Every entry must appear in the answer exactly as it does here.

Data for analysis:
+ + +

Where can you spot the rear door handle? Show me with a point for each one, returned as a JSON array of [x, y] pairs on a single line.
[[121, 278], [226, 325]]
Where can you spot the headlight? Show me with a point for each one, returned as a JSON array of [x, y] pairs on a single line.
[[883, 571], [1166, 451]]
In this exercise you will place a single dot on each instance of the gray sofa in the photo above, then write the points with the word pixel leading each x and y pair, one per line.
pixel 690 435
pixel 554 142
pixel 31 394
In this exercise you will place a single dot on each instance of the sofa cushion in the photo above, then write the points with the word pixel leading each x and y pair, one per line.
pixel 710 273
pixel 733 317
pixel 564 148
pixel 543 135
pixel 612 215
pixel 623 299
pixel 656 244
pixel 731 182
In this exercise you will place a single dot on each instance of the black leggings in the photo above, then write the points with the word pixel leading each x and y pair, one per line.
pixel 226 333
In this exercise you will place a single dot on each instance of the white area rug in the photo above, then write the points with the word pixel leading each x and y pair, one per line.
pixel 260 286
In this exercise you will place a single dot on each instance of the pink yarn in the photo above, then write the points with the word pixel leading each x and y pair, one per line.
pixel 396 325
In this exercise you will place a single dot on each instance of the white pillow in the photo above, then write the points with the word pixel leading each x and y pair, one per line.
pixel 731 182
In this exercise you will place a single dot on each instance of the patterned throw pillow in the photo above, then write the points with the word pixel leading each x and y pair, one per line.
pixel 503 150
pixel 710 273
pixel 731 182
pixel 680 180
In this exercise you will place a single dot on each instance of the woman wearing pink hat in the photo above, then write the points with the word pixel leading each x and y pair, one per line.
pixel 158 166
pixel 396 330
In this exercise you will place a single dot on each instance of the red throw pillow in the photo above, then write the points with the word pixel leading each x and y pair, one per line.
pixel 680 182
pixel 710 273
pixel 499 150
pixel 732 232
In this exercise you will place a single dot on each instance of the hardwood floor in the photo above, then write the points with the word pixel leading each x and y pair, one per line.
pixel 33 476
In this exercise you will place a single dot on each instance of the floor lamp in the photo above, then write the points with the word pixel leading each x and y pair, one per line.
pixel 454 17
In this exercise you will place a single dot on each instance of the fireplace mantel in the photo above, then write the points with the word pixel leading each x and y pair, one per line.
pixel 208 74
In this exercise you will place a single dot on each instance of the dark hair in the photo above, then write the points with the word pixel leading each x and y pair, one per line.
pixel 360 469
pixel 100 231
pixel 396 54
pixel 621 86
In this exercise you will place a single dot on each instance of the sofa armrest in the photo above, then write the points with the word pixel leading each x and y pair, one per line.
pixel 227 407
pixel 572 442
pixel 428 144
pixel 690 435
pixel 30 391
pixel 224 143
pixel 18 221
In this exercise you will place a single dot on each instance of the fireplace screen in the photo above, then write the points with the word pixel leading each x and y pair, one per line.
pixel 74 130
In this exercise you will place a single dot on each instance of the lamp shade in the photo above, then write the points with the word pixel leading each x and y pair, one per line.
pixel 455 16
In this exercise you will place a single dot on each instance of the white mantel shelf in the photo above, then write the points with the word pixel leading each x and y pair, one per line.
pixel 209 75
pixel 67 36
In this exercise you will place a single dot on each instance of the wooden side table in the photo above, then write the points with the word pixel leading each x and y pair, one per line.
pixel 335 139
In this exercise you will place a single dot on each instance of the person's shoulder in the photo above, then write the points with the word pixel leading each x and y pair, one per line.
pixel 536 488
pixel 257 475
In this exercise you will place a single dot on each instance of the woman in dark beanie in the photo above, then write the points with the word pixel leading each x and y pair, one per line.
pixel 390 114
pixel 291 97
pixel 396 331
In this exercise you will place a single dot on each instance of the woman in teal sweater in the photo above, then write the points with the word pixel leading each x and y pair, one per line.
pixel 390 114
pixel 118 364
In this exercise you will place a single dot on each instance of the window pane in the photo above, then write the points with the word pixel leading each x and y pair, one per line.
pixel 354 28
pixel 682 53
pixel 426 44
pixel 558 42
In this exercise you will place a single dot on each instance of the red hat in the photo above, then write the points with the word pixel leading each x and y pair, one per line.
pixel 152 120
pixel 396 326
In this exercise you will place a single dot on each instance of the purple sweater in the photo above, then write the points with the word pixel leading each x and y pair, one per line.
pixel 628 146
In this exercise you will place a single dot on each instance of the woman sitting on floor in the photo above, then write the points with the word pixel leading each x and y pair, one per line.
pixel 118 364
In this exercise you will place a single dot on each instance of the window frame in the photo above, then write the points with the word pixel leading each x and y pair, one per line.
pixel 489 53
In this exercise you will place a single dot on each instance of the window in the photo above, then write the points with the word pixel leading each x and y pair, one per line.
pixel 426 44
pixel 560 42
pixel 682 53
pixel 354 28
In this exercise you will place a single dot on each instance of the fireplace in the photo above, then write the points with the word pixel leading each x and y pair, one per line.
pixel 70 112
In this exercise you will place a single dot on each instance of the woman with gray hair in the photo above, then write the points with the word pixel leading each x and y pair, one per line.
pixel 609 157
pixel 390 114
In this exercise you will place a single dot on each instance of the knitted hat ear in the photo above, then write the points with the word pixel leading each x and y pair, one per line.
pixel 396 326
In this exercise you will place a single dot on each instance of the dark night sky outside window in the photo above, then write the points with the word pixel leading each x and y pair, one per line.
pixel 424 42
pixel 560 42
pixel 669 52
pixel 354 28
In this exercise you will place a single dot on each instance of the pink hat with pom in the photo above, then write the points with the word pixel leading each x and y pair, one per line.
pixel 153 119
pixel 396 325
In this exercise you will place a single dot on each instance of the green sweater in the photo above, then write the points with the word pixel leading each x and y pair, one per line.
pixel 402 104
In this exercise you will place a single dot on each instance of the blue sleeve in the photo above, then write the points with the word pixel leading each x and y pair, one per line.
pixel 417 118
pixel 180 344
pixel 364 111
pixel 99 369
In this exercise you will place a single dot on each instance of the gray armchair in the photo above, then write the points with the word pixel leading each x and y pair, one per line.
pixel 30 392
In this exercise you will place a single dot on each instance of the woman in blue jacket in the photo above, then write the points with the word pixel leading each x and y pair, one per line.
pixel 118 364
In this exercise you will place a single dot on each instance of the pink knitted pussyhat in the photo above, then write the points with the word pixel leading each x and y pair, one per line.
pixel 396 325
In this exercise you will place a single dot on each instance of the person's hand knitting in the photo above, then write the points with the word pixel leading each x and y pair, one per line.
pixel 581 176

+ + +

Exercise answer:
Where can you spot the rear door handle? Show me with a point for each one, returned as a JSON array of [x, y] pairs on a single line.
[[121, 278], [226, 325]]
Where can you spot the headlight? Show me with a point for each one, returned as a JSON array of [x, y] pairs on a single line.
[[883, 571], [1166, 451]]
In this exercise you will place a single dot on each instance of the gray sofa in the photo above, then write the points with the word pixel leading each x and y pair, one per line.
pixel 690 435
pixel 554 142
pixel 31 394
In this exercise you will place a single dot on each instance of the sofa cushion in the photo above, then write the points with the word pixel leading each x and y pair, one per line.
pixel 710 273
pixel 733 317
pixel 564 148
pixel 543 135
pixel 612 215
pixel 623 299
pixel 656 244
pixel 731 182
In this exercise you will place a single dot on each instance of the black leggings in the photo above, then write the points with the word pixel leading each x and y pair, one per line.
pixel 226 333
In this exercise you will place a single dot on each instance of the white area rug in the photo above, then write the points with the word pixel leading each x and y pair, one per line.
pixel 260 286
In this exercise you will place a single dot on each instance of the pink yarn in the photo above, then write the points with the word pixel leading each x and y pair, one per line.
pixel 396 325
In this exercise you will place a single dot on each instance of the white pillow in the photo above, then write the points with the word pixel leading each x and y pair, one per line.
pixel 731 182
In this exercise you will place a single dot on each instance of the patterned throw pillow in the photo above, then write the points with the word pixel leading each x and y pair, one per line.
pixel 503 150
pixel 710 273
pixel 731 182
pixel 680 180
In this exercise you will place a single dot on each instance of the woman wearing pink hat in the photo above, then write the points with the word pixel leading each x and y pair, one per line.
pixel 158 166
pixel 396 330
In this exercise you will place a single dot on each instance of the red throw pillow in the photo above, then write the points with the word pixel leading each x and y pair, one per line.
pixel 680 182
pixel 710 273
pixel 499 150
pixel 732 232
In this exercise you will place a single dot on each instance of the hardwood floor in the photo above, then write the points with the word pixel leading each x and y pair, one per line.
pixel 33 476
In this exercise you will place a single dot on each instance of the floor lamp in the photo above, then write the points with the word pixel leading each x and y pair, one per line.
pixel 454 17
In this exercise you will place a single dot on each instance of the fireplace mantel in the photo above, then write the points with the word pixel leading each x and y pair, one per line.
pixel 208 74
In this exercise you will place a single dot on each instance of the dark hair in the photo above, then write the points with the word pixel leading each x and y pair, one per line.
pixel 360 469
pixel 100 231
pixel 396 54
pixel 621 86
In this exercise you will place a single dot on each instance of the sofa armrest in the photo above, then write the points with the word pixel leading each x and y pair, one per line.
pixel 227 407
pixel 572 442
pixel 428 144
pixel 690 435
pixel 30 391
pixel 224 143
pixel 18 221
In this exercise you will place a single dot on each instance of the fireplace screen in the photo above, then write the points with the word pixel leading each x and y pair, one per line.
pixel 74 130
In this exercise you will place a single dot on each instance of the lamp shade in the photo above, then write the points with the word pixel leading each x and y pair, one per line.
pixel 455 16
In this exercise you will place a single dot on each instance of the white mantel shelf in the photo above, then write the points with the word pixel leading each x and y pair, one per line.
pixel 209 75
pixel 67 36
In this exercise you will place a single dot on each instance of the wooden side table in the photo above, then write the points with the word pixel leading each x and y pair, one per line.
pixel 335 139
In this exercise you will place a single dot on each instance of the person's shoulder in the photo above, then write the points with the word pixel leading each x and y pair, one per line.
pixel 536 488
pixel 257 475
In this exercise you will place a single dot on each instance of the woman in dark beanie in the photo above, then write the points with the word pixel leading each x and y pair, one per line.
pixel 390 114
pixel 291 97
pixel 396 331
In this exercise you will place a single dot on each instance of the woman in teal sweater in the photo above, then write the points with the word pixel leading each x and y pair, one per line.
pixel 390 114
pixel 118 364
In this exercise you will place a single dot on each instance of the window pane in the photo above, then write the points with the word pixel leading each x and y pair, one per line.
pixel 354 28
pixel 682 53
pixel 426 44
pixel 558 42
In this exercise you will place a single dot on each instance of the red hat in the photo above, then write the points with the word pixel leading each x and y pair, one per line.
pixel 152 120
pixel 396 326
In this exercise you will place a single dot on each instance of the purple sweater in the photo above, then write the points with the word pixel leading each x and y pair, one per line.
pixel 628 146
In this exercise you will place a single dot on each instance of the woman sitting on floor in the photo above, then write the points with the word pixel leading each x and y pair, one per line.
pixel 118 364
In this exercise you will place a single dot on each instance of the window frame in the photo above, then write the points with the word pixel leading each x and y pair, one per line.
pixel 489 53
In this exercise you will place a single dot on each instance of the window in the photo above, then write the points with the word pixel leading each x and y pair, one per line.
pixel 426 44
pixel 560 42
pixel 682 53
pixel 354 28
In this exercise you will place a single dot on each instance of the fireplace in the photo above, then write the points with the word pixel leading each x and y pair, one per line.
pixel 70 112
In this exercise you will place a single dot on each instance of the woman with gray hair in the photo above, then write the points with the word pixel leading each x and y pair, one per line.
pixel 609 157
pixel 390 114
In this exercise you will place a single dot on each instance of the knitted hat ear in the photo above, then write the points with the word pixel leading each x and y pair, one per line.
pixel 396 326
In this exercise you will place a single dot on each instance of the dark night sky outside window in the photo above, then write the points with the word pixel leading each x and y pair, one per line.
pixel 424 42
pixel 560 42
pixel 669 52
pixel 354 28
In this exercise you will place a single dot on each instance of the pink hat with pom in the photo above, then write the points with the word pixel leading each x and y pair, one per line.
pixel 153 119
pixel 396 325
In this exercise you will place a single dot on each instance of the green sweater in the photo above, then write the points with the word pixel leading each x and y pair, one per line.
pixel 402 104
In this exercise you will place a single dot on each instance of the blue sleeve in the photo above, then write the points with the word pixel leading each x and y pair, one per line.
pixel 417 118
pixel 180 344
pixel 364 111
pixel 99 369
In this exercise you will place a single dot on each instance of the gray armchair in the photo above, then write the points with the word pixel leading each x and y pair, one per line.
pixel 30 392
In this exercise you will place a single dot on each instance of the woman in blue jacket in the photo above, then write the points with the word pixel leading each x and y pair, one per line.
pixel 118 364
In this exercise you will place a single dot on each instance of the pink knitted pussyhat in the photo above, then write the points with the word pixel leading each x and y pair, one per line.
pixel 396 325
In this exercise you will place a single dot on each instance of the person's hand knitting in the photo above, then write the points with the word pixel leading each x and y pair, one per line.
pixel 581 176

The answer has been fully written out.